*Records from a data collection:*
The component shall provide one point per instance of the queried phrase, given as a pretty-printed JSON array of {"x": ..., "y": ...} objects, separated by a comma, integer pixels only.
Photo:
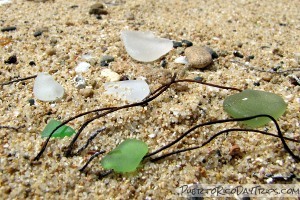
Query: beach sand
[{"x": 267, "y": 30}]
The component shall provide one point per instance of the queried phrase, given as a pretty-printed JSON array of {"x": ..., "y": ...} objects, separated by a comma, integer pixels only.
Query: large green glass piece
[
  {"x": 59, "y": 133},
  {"x": 126, "y": 157},
  {"x": 253, "y": 102}
]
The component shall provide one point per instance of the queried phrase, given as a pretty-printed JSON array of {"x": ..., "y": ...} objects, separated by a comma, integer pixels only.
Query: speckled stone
[{"x": 198, "y": 57}]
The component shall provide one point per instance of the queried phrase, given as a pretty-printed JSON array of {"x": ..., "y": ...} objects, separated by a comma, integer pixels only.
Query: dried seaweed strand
[
  {"x": 108, "y": 110},
  {"x": 282, "y": 138}
]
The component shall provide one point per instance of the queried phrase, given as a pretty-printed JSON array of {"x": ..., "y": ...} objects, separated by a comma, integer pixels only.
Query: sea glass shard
[
  {"x": 46, "y": 88},
  {"x": 59, "y": 133},
  {"x": 253, "y": 102},
  {"x": 126, "y": 157},
  {"x": 130, "y": 90}
]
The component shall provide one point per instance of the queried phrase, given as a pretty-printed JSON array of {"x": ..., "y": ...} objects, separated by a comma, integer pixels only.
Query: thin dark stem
[
  {"x": 106, "y": 173},
  {"x": 18, "y": 80},
  {"x": 90, "y": 160},
  {"x": 11, "y": 127},
  {"x": 213, "y": 137},
  {"x": 148, "y": 99},
  {"x": 228, "y": 120},
  {"x": 93, "y": 135}
]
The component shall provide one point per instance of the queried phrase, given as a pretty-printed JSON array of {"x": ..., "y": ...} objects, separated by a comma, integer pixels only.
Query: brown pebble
[
  {"x": 235, "y": 150},
  {"x": 87, "y": 92},
  {"x": 198, "y": 57},
  {"x": 267, "y": 78}
]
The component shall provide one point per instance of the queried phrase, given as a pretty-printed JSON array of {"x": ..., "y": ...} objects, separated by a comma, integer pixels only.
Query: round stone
[{"x": 198, "y": 57}]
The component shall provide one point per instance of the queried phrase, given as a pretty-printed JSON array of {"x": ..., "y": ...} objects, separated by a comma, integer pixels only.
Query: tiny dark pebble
[
  {"x": 105, "y": 60},
  {"x": 198, "y": 78},
  {"x": 256, "y": 84},
  {"x": 11, "y": 60},
  {"x": 31, "y": 102},
  {"x": 213, "y": 54},
  {"x": 37, "y": 33},
  {"x": 8, "y": 28},
  {"x": 177, "y": 44},
  {"x": 32, "y": 63},
  {"x": 187, "y": 43},
  {"x": 238, "y": 54},
  {"x": 163, "y": 63},
  {"x": 248, "y": 58}
]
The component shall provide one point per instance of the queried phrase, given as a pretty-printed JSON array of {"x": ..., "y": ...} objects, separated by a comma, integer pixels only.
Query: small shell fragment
[
  {"x": 130, "y": 90},
  {"x": 46, "y": 88},
  {"x": 144, "y": 46}
]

*What you will do:* Write out again only the lines from the one with "Query: round stone" through the last line of the records above. Keep every word as it stands.

*Written solution:*
Query: round stone
[{"x": 198, "y": 57}]
The component shall provide one point per instance of the queried phrase, given as a pretty-printed JSON array of {"x": ..., "y": ...} objects, separated by a comma, integer pixels only.
Query: tiny dark pebble
[
  {"x": 105, "y": 60},
  {"x": 198, "y": 78},
  {"x": 256, "y": 84},
  {"x": 11, "y": 60},
  {"x": 31, "y": 102},
  {"x": 213, "y": 54},
  {"x": 37, "y": 33},
  {"x": 8, "y": 28},
  {"x": 177, "y": 44},
  {"x": 32, "y": 63},
  {"x": 187, "y": 43},
  {"x": 238, "y": 54},
  {"x": 163, "y": 63},
  {"x": 248, "y": 58}
]
The component shall provide one point per instance of the queried phrase, given as a pretty-printed JSON array of {"x": ..., "y": ...} objects, separated by a comma, integer pixels only.
Query: small shell fragment
[
  {"x": 130, "y": 90},
  {"x": 46, "y": 88},
  {"x": 144, "y": 46}
]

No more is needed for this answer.